Find every line in the listing below that contains the word "much" and copy each of those lines. Match the case exactly.

Exercise materials ::
···

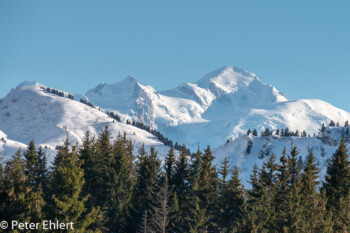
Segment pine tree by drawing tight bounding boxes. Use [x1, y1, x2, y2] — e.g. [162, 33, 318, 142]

···

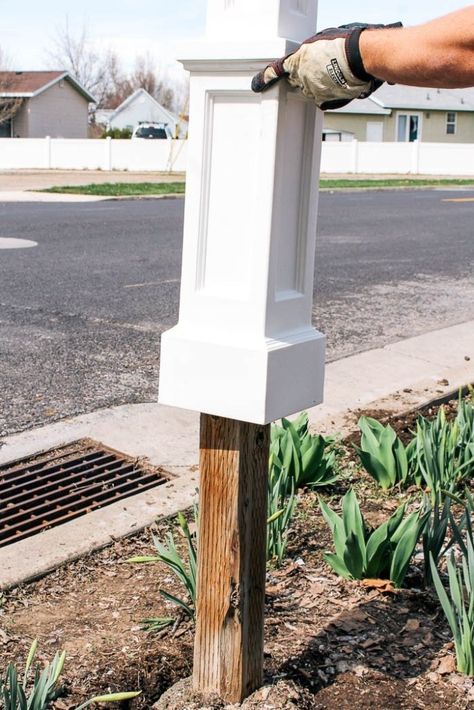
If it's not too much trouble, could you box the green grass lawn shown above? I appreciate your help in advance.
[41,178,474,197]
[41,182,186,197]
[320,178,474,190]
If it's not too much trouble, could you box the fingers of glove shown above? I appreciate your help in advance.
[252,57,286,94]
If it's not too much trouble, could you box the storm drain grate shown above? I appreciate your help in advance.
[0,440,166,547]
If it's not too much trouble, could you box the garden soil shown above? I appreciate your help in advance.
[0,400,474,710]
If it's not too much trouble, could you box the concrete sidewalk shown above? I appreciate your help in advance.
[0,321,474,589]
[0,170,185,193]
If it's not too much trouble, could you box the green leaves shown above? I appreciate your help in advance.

···

Correct result ::
If it's not too much trouble, could you box the green grass lawn shown above? I appreciate your help in advance.
If it's not too much trouble, could you box the fingers of glove shown above? I appreciate your help in advance.
If it's not too much trouble, could you box the storm drain grate shown above? I appreciate your help in advance.
If it's not too much trouble, could you box the garden soil shown above? I appreciate your help in advance.
If it's not too much trouble, could you box the concrete sidewalk shown above? I appreciate your help in advance.
If it's not too much trouble, could you box the green leaves shown above? I appreciate your help in advance.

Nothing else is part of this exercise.